» Source document

-- Start --

Mini Quiches

Mini Quiches

These tiny quiches pack a lot of flavor. I served them for a recent dinner with friends, but these quiches are perfect for breakfast, brunch or lunch, too. I was making the spinach and bacon version, but accidentally grabbed collard greens out the freezer instead of spinach. I think they were even better made with collards. That is one of the things I like most about this recipe. You can tweak it easily to suit your tastes or just based  on the ingredients you have.

Since you can eat them hot or cold, they make a nice food for road trips, too. The quiche recipe is made up of three parts- the crust, the filling and the custard. They are baked in muffins tins and each recipe makes a dozen. I have two crust recipes- including a gluten free crust that is made from rice and zucchini. There are three filling choices, but you can get creative and make a number of different variations. The custard is pretty straightforward- half and half, eggs and seasonings. I make a couple of batches at a time and then freeze some for later.

 

Mini Quiches

 

 Crust options

Rice Zucchini Crust (Gluten free)

1½ c. shredded zucchini

1¼ c. cooked rice (white or brown)

1 egg

¼ c. Parmesan cheese

 

 

Crouton Crust

3½ c. garlic-cheese croutons, about 5 oz., ground- I used cracker crumbs

1/3 c. melted butter

 

Fillings:

 

 Mushroom and Onion

1 medium onion, chopped

Oil

8 oz. mushrooms, cleaned and chopped

3-4 oz. cheddar cheese, shredded or cubed fine

In skillet cook onion in oil until lightly browned. Add mushroom and cook until mushrooms are golden. Cool and combine with cheese before using.

-- End --

» Information provided

-- Start --

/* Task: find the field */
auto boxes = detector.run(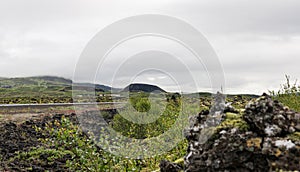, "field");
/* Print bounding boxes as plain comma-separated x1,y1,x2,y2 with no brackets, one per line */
0,78,300,171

-- End --

» What you will do
Copy out the passage of the mini quiches text starting with "Since you can" and going on through "some for later.", renaming "road trips" to "picnics" wherever it appears.

» Solution
Since you can eat them hot or cold, they make a nice food for picnics, too. The quiche recipe is made up of three parts- the crust, the filling and the custard. They are baked in muffins tins and each recipe makes a dozen. I have two crust recipes- including a gluten free crust that is made from rice and zucchini. There are three filling choices, but you can get creative and make a number of different variations. The custard is pretty straightforward- half and half, eggs and seasonings. I make a couple of batches at a time and then freeze some for later.